Given instruction: Extract every line of the entries below verbatim, and leave the pictures out of your answer.

====

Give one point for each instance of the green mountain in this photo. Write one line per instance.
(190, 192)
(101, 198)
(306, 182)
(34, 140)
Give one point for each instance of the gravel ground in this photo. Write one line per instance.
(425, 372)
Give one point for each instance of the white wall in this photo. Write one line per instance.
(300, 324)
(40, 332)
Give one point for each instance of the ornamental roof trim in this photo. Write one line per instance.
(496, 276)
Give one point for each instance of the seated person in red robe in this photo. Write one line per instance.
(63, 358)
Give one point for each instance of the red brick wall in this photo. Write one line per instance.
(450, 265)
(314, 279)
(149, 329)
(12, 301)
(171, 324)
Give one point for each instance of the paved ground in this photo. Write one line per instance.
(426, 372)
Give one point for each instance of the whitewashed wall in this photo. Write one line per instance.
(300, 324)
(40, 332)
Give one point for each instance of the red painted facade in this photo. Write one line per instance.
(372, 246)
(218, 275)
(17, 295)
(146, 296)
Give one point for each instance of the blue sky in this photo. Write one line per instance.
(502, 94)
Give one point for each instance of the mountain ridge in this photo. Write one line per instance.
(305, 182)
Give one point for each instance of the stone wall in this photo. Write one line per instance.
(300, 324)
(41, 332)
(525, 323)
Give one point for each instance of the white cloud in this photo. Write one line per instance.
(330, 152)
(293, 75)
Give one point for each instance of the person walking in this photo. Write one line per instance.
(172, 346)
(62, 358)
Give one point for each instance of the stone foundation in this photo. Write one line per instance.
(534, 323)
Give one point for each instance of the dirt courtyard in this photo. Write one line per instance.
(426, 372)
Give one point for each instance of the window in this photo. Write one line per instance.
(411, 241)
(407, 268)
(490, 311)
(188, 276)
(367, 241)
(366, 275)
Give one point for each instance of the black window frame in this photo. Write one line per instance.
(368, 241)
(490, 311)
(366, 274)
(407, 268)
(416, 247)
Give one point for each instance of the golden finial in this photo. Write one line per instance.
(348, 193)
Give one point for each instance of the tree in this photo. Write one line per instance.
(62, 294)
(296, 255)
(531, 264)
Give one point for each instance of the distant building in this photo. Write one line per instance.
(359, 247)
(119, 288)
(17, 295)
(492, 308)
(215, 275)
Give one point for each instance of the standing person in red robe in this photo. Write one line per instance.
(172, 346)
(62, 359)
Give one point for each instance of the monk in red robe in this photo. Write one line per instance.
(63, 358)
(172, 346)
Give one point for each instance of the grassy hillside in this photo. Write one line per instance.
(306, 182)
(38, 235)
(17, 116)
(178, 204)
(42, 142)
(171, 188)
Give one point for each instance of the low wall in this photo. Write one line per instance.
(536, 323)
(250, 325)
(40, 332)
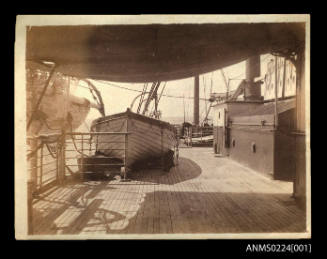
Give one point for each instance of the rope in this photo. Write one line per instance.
(41, 97)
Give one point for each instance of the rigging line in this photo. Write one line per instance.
(163, 88)
(204, 91)
(140, 91)
(142, 97)
(211, 83)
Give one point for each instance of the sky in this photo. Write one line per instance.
(118, 100)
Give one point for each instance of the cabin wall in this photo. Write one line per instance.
(300, 135)
(241, 148)
(221, 141)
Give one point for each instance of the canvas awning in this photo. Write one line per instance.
(147, 53)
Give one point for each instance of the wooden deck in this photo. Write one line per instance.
(203, 194)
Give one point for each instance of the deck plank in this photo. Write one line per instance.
(203, 194)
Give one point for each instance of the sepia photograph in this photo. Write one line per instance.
(162, 127)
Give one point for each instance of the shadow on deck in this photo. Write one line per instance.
(190, 171)
(171, 212)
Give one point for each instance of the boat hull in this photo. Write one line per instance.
(147, 138)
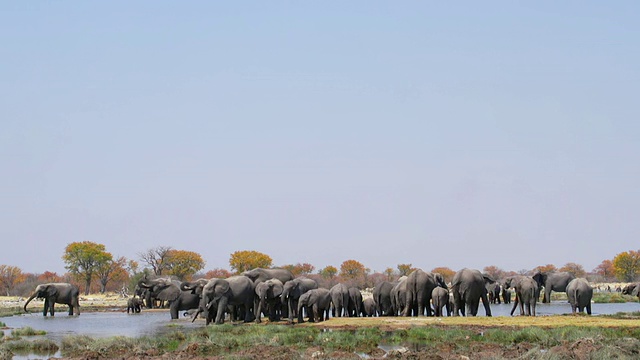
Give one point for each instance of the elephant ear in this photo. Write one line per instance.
(221, 288)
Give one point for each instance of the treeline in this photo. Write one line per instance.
(90, 266)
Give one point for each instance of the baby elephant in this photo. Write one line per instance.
(134, 305)
(579, 293)
(317, 303)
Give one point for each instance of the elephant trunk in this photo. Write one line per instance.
(35, 293)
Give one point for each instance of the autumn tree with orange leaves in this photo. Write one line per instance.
(244, 260)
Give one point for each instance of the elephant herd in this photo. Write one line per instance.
(277, 294)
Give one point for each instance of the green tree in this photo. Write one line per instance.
(156, 258)
(244, 260)
(576, 269)
(627, 265)
(404, 269)
(183, 264)
(83, 259)
(328, 272)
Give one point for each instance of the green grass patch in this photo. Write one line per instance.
(27, 331)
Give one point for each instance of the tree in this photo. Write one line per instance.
(109, 270)
(445, 272)
(494, 272)
(244, 260)
(606, 270)
(545, 268)
(82, 259)
(300, 269)
(352, 269)
(627, 265)
(156, 258)
(576, 269)
(217, 273)
(183, 264)
(10, 276)
(328, 272)
(404, 269)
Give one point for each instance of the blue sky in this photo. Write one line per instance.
(459, 135)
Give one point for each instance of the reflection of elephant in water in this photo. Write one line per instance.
(632, 289)
(169, 290)
(134, 305)
(268, 298)
(469, 287)
(419, 286)
(217, 294)
(579, 293)
(557, 281)
(56, 293)
(292, 291)
(527, 292)
(440, 299)
(317, 302)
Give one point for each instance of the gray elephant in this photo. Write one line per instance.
(292, 291)
(218, 294)
(166, 289)
(493, 290)
(469, 287)
(259, 275)
(268, 297)
(368, 307)
(556, 281)
(56, 293)
(527, 293)
(506, 295)
(631, 289)
(419, 286)
(317, 303)
(354, 308)
(134, 304)
(382, 298)
(339, 300)
(580, 293)
(440, 300)
(399, 295)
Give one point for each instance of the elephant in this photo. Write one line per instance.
(527, 293)
(399, 295)
(631, 289)
(579, 293)
(493, 290)
(217, 294)
(368, 307)
(382, 298)
(317, 302)
(440, 299)
(56, 293)
(469, 287)
(354, 308)
(339, 300)
(506, 295)
(134, 304)
(556, 281)
(419, 286)
(166, 289)
(259, 275)
(268, 297)
(292, 291)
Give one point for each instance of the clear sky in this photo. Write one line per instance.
(462, 135)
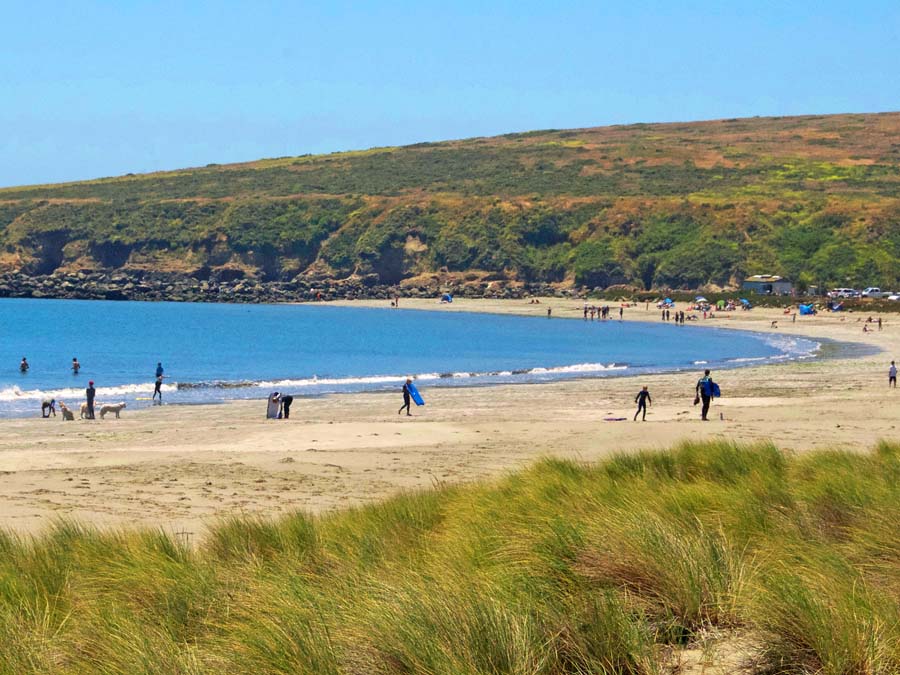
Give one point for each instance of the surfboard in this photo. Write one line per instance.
(414, 393)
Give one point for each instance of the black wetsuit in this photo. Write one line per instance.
(705, 391)
(286, 405)
(89, 393)
(406, 400)
(642, 399)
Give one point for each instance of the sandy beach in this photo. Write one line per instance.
(179, 467)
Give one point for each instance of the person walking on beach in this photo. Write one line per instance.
(286, 401)
(704, 393)
(157, 388)
(643, 400)
(407, 399)
(89, 394)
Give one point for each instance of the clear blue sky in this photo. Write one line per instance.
(92, 89)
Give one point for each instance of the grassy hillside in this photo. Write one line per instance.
(654, 205)
(644, 564)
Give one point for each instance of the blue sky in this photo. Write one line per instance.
(91, 89)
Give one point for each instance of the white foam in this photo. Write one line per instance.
(580, 368)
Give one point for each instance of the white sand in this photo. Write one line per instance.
(180, 467)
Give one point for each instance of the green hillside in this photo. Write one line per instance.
(816, 199)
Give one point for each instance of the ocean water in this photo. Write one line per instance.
(216, 352)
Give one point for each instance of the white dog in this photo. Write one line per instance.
(111, 407)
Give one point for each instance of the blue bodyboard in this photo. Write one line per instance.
(414, 393)
(711, 389)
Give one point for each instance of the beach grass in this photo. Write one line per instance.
(782, 563)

====

Result for this exercise:
Give one point for each instance of the green mountain in this photo. Write one line per instance.
(190, 192)
(101, 198)
(306, 182)
(34, 140)
Give one point for each instance of the gravel ground in this photo. Write one line per instance.
(425, 372)
Give one point for each instance of the white wall in this photo. Write one line per instance.
(300, 324)
(40, 332)
Give one point for each instance of the ornamental roof trim in this photo. Write one line per instance.
(496, 276)
Give one point for each instance of the seated person in red robe in this photo. Write one line per instance.
(63, 358)
Give one point for each instance of the red brick wall in this photo. Write one line per instance.
(450, 265)
(314, 279)
(149, 329)
(12, 301)
(171, 324)
Give one point for each instance of the paved ground in this photo. Write one line per instance.
(426, 372)
Give one point for each instance of the whitewashed wall in this photo. Write one line per instance.
(300, 324)
(40, 332)
Give one point for each instance of the red painted facade in this photo. Write one line per instance.
(372, 246)
(218, 275)
(17, 295)
(146, 296)
Give one point for each instance of the blue sky in this photo. Write one line per instance.
(502, 94)
Give one point for each instance of the mountain ridge in this photo. Write one line per instance.
(305, 182)
Give one point for each instance of the stone wall in this photo. Write one line per instance.
(300, 324)
(41, 332)
(525, 323)
Give one point for each instance of the white cloud in this photo. Write one line per instance.
(330, 152)
(293, 75)
Give one point for each instance of the person walking in this photo. Write one line per instance.
(172, 346)
(62, 358)
Give one point for each instance of the stone foundation in this photo. Write one line per instance.
(534, 323)
Give one point for each instance of the dirt courtyard in this photo. Write one line per instance.
(426, 372)
Give one point for each instance of the window in this photo. Write one line per instance.
(411, 241)
(407, 268)
(490, 311)
(188, 276)
(367, 241)
(366, 275)
Give one point for each instance of the black window frame in this photo. Write one line per instance.
(368, 241)
(490, 311)
(366, 274)
(407, 268)
(416, 247)
Give one point for each instance of the golden finial in this photo. Write one line per instance.
(348, 193)
Give one point for each instance of the tree in this photo. Write one line per instance.
(62, 294)
(296, 255)
(531, 264)
Give one point for each instance of the distant building in this photo. Write one line per instance.
(359, 247)
(119, 288)
(17, 295)
(492, 308)
(215, 275)
Give one point for each instance of the standing person in red robe in this photo. Write one line per instance.
(172, 346)
(62, 359)
Give one point for each instance of the monk in red robe in this photo. Write one line per instance.
(63, 358)
(172, 346)
Give one point for each instance of the grassy hillside in this photo. Write one line per instance.
(306, 182)
(38, 235)
(17, 116)
(178, 204)
(42, 142)
(171, 188)
Give one point for each instance of the low wall in this photo. Write one line per instance.
(536, 323)
(250, 325)
(40, 332)
Give one point for each instance of the rope in this photo. Write one line per instance.
(41, 97)
Give one point for each instance of the rigging line in this photo. Write one line per instance.
(163, 88)
(204, 91)
(140, 91)
(142, 97)
(211, 83)
Give one point for each instance of the sky in this photo. Write one line per instance.
(118, 100)
Give one point for each instance of the cabin wall in this photo. Write one line per instance.
(300, 135)
(241, 148)
(221, 141)
Give one point for each instance of the canvas awning in this photo. Write one line per instance.
(147, 53)
Give one point for each instance of the wooden deck in this photo. Write one line per instance.
(203, 194)
Give one point for each instance of the deck plank in this photo. Write one line per instance.
(203, 194)
Give one point for each instance of the sepia photograph in this photo. Write one line per instance.
(162, 127)
Give one point for each instance of the shadow on deck in this photo. Write one line per instance.
(190, 171)
(171, 212)
Give one point for each instance of the boat hull in this photo. Write one line per instance.
(147, 138)
Give one point for each instance of the elephant ear in this photo. Write one line per instance.
(221, 288)
Give one point for each instance of the treeline in this photo. Write one line per instance.
(90, 266)
Give one point for each instance of the baby elephant in this photo. Write one line per instance.
(134, 305)
(579, 293)
(317, 303)
Give one point for each instance of the elephant trunk in this photo. Write one line per instance.
(35, 293)
Give one point for each instance of the autumn tree with orange leaves in this photo. Write one line per instance.
(244, 260)
Give one point for each instance of the elephant herd in this photo. Write one line per instance.
(277, 294)
Give one point for each instance of the green tree in this photo. Write one line per instance.
(156, 258)
(244, 260)
(576, 269)
(627, 265)
(404, 269)
(183, 264)
(83, 259)
(328, 272)
Give one point for each instance of the green grass patch in this photo. Write one line per instance.
(27, 331)
Give one point for each instance of the tree in this photo. Write one line per instance.
(109, 270)
(445, 272)
(494, 272)
(244, 260)
(606, 270)
(545, 268)
(82, 259)
(300, 269)
(352, 269)
(627, 265)
(156, 258)
(576, 269)
(217, 273)
(183, 264)
(10, 276)
(328, 272)
(404, 269)
Give one point for each instance of the blue sky in this photo. Write one line per instance.
(459, 135)
Give one point for each instance of the reflection of elephant in water in this photo. Write one line per instance.
(632, 289)
(169, 290)
(134, 305)
(268, 298)
(469, 287)
(419, 286)
(217, 294)
(579, 293)
(557, 281)
(56, 293)
(292, 291)
(527, 292)
(440, 299)
(317, 302)
Give one point for each instance of the gray elephant in this photo. Write one line per instance.
(292, 291)
(218, 294)
(166, 289)
(493, 290)
(469, 287)
(259, 275)
(268, 297)
(368, 307)
(556, 281)
(56, 293)
(527, 293)
(506, 295)
(631, 289)
(419, 286)
(317, 303)
(354, 308)
(134, 304)
(382, 298)
(339, 300)
(580, 293)
(440, 300)
(399, 295)
Give one point for each instance of the elephant in this photo. Write one line per instance.
(527, 293)
(399, 295)
(631, 289)
(579, 293)
(493, 290)
(217, 294)
(368, 307)
(382, 298)
(317, 302)
(440, 299)
(56, 293)
(469, 287)
(354, 308)
(339, 300)
(506, 295)
(134, 304)
(556, 281)
(419, 286)
(166, 289)
(259, 275)
(268, 297)
(292, 291)
Give one point for each instance of the clear sky in this photo. Write one line per instance.
(462, 135)
Give one point for each instance of the surfboard in this photo. Write one line per instance.
(414, 393)
Give one point for each instance of the black wetsuit in this photo. Write one line per instance.
(705, 391)
(286, 405)
(89, 393)
(406, 400)
(642, 399)
Give one point for each instance of the sandy beach in this photo. Write one line per instance.
(179, 467)
Give one point for each instance of the person walking on beach in this photo. Write one line per instance.
(286, 401)
(704, 393)
(157, 388)
(643, 400)
(407, 399)
(89, 394)
Give one point for each instance of the clear blue sky in this photo. Write one line per instance.
(92, 89)
Give one point for each instance of the grassy hillside in this photo. Write one line per instance.
(654, 205)
(644, 564)
Give one point for each instance of the blue sky in this photo. Write one line per instance.
(91, 89)
Give one point for each instance of the white foam in this photo. Write one line per instance.
(580, 368)
Give one point for each instance of the white sand in this photo. Write one line per instance.
(180, 467)
Give one point for each instance of the green hillside in this photo. Write one line per instance.
(816, 199)
Give one point for each instance of the ocean water in this photo. Write one line per instance.
(216, 352)
Give one point for each instance of the white dog in this photo. Write one line per instance.
(111, 407)
Give one point for each instance of the blue bodyboard in this photo. Write one line per instance.
(414, 393)
(711, 389)
Give one point for each instance of the beach grass in this photo. Write one line per instance.
(782, 563)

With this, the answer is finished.